## WHAT IS NEEDED
Copy the data below line for line, without changing a single character.

* * * * * * * * *

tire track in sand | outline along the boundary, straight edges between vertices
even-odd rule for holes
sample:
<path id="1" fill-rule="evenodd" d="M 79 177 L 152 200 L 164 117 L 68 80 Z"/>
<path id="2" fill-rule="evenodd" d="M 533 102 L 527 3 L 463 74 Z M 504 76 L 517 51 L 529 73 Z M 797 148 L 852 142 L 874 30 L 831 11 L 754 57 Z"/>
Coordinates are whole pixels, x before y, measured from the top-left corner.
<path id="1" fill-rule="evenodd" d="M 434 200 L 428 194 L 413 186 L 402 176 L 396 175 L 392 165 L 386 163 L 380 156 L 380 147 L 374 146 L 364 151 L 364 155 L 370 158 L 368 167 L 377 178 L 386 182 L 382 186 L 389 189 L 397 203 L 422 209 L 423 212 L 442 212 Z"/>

* * * * * * * * *

## TASK SOLUTION
tire track in sand | outline along the boundary, straight edges between vertices
even-odd rule for holes
sample:
<path id="1" fill-rule="evenodd" d="M 79 177 L 152 200 L 164 117 L 68 80 Z"/>
<path id="2" fill-rule="evenodd" d="M 533 102 L 527 3 L 463 74 Z M 504 76 L 517 51 L 529 73 Z M 797 148 L 852 142 L 874 30 L 831 11 L 754 57 Z"/>
Coordinates are whole pixels, x before y, measured from the top-left corner.
<path id="1" fill-rule="evenodd" d="M 434 200 L 428 194 L 413 186 L 402 176 L 396 175 L 392 165 L 386 163 L 380 156 L 380 147 L 374 146 L 364 151 L 364 155 L 370 158 L 368 167 L 377 178 L 386 182 L 382 186 L 389 189 L 397 203 L 422 209 L 423 212 L 442 212 Z"/>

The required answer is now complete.